▶ **Excerpted text**:
##############################

Here’s some extra motivation for anyone looking to quit smoking as part of their New Year’s resolutions. Research published this week finds that each cigarette you smoke will shorten your life by nearly a half hour.
Scientists at the University College London conducted the study, which is an update to a previous estimate of how life-sapping cigarette smoking can be. Based on more recent data, they calculated that a single cigarette will shave off about twenty minutes from the average person’s life. The findings emphasize the importance of quitting smoking as early as possible, the researchers say.
Plenty of studies and tragic anecdotes have confirmed the deadliness of cigarette smoking. Smoking can damage nearly every organ and raise the risk of life-threatening health problems like emphysema, heart disease, and cancers of the lungs and mouth, to name a few. But the UCL researchers wanted to better quantify the harm of smoking to our lifespans using the most current data available.
A 2000 study of British smokers estimated that each cigarette costs a person about 11 minutes of life on average. That estimate relied on assumptions derived from data on men alone, however, such as studies that tracked the average age of male smokers at death compared to non-smokers. This time around, the UCL researchers were able to analyze data from women smokers in the U.K., too. They also analyzed more recent data on British men’s mortality along with data on how much daily cigarettes people are smoking today on average.
Overall, after adjusting for other factors like a person’s wealth, the researchers estimated that people who never stopped smoking lost about 10 to 11 years from their life expectancy relative to a non-smoker—higher than the previous estimate of 6.5 lost years of life. They also estimated that each cigarette costs 20 minutes of life on average—17 minutes for men and 22 minutes for women.

##############################

▶ **Image point-grounding data**:
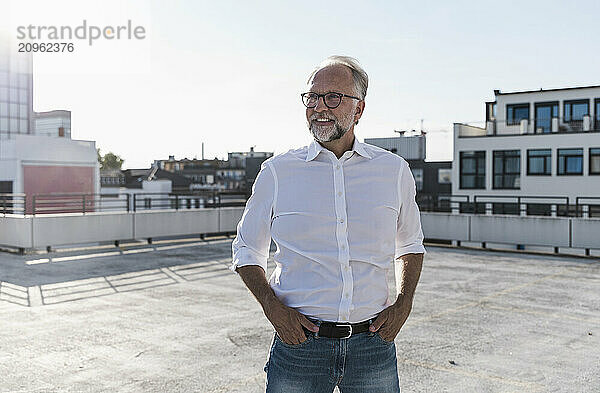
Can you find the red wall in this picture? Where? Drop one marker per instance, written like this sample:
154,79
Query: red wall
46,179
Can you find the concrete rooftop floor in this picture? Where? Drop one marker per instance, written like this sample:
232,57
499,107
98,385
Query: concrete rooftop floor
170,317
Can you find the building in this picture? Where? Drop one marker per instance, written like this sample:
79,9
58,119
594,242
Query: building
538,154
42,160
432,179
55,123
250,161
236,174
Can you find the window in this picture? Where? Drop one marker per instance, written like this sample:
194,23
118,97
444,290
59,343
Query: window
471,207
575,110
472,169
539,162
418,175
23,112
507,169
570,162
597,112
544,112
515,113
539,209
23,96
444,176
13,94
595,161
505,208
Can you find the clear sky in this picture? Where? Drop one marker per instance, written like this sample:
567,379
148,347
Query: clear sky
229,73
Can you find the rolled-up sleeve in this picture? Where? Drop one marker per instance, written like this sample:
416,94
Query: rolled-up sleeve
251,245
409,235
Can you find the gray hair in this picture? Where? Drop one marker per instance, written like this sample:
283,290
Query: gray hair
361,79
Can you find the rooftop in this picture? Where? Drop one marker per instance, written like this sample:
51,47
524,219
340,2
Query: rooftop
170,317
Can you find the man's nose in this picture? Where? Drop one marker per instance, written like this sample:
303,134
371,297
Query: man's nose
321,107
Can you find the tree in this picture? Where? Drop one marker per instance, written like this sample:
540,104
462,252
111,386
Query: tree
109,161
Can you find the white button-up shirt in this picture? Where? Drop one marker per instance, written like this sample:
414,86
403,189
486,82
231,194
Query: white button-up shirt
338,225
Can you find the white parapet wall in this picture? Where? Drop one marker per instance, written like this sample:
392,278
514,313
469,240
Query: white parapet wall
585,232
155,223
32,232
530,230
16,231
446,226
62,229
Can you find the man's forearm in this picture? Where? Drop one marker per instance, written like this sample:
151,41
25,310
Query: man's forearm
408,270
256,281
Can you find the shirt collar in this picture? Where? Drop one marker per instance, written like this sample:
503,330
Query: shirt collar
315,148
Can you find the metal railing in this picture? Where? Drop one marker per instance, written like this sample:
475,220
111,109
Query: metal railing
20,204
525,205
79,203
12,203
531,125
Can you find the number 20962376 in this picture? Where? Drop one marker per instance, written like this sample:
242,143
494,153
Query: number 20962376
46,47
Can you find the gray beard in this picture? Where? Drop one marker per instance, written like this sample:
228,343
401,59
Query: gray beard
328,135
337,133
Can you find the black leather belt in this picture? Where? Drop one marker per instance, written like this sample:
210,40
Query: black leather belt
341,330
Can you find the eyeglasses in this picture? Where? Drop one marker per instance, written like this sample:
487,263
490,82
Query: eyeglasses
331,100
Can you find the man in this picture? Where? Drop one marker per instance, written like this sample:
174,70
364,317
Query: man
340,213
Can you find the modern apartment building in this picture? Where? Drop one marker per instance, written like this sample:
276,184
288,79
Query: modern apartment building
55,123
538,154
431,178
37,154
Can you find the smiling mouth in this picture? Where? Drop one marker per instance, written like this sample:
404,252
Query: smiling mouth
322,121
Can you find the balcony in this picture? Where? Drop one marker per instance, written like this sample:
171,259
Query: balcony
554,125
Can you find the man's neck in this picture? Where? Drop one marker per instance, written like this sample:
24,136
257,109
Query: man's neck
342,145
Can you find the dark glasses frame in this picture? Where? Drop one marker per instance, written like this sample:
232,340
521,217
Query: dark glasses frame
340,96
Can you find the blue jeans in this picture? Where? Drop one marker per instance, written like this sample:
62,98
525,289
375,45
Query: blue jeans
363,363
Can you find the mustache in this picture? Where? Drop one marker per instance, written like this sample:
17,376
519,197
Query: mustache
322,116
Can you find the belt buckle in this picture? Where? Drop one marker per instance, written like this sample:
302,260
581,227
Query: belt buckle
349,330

##############################

▶ **Directions**:
Please quote the part of the smoking article that opens with the words containing "Here’s some extra" and closes with "a half hour.". The entries play no part in this work.

▶ **Answer to this problem**:
Here’s some extra motivation for anyone looking to quit smoking as part of their New Year’s resolutions. Research published this week finds that each cigarette you smoke will shorten your life by nearly a half hour.